[BEGIN]

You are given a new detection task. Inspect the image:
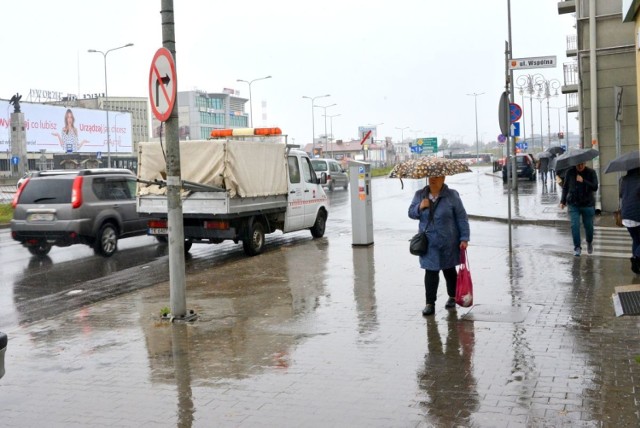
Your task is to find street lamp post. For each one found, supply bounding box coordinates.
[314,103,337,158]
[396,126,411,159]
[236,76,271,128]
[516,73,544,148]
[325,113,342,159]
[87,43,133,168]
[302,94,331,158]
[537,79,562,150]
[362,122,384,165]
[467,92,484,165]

[END]
[BEGIN]

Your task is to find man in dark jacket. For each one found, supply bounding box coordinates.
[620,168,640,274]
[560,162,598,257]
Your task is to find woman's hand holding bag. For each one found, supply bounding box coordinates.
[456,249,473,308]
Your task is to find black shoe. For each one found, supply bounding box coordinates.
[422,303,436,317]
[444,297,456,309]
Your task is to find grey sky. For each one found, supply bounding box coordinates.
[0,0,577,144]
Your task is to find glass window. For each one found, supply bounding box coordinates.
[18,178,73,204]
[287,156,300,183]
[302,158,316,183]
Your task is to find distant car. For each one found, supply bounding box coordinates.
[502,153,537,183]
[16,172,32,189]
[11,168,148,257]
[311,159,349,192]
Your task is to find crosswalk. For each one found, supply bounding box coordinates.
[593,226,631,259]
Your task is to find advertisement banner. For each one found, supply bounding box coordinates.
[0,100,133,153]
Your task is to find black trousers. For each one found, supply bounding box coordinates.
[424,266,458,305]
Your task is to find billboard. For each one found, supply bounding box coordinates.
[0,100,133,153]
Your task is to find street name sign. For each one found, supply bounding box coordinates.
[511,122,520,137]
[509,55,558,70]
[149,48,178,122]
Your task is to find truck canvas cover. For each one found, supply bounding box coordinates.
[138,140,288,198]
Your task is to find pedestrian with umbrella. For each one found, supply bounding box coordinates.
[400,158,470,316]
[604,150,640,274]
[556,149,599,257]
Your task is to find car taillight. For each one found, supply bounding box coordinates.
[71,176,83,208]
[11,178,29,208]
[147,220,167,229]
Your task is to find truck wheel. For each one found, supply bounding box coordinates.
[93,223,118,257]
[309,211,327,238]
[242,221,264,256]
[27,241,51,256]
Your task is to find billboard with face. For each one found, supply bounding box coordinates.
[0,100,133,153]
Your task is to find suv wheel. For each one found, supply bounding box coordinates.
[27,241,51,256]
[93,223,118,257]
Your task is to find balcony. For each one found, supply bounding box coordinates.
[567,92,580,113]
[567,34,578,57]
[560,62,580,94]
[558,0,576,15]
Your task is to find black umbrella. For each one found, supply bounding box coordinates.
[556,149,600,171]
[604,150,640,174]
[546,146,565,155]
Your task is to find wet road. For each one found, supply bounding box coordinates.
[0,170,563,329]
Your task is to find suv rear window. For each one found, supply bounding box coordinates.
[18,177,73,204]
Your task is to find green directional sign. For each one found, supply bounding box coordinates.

[END]

Repeat the records verbatim, starting at the line that contains "Your task is to find balcony." and ending at the line that contains "[546,146,565,155]", with both of those lines included.

## Response to the exercise
Your task is to find balcony. For each one found, supply bounding box coordinates.
[567,92,580,113]
[567,34,578,57]
[560,62,580,94]
[558,0,576,15]
Your task is to find black umbrella. For each one found, supply bounding box coordinates.
[556,149,600,171]
[604,150,640,174]
[546,146,565,155]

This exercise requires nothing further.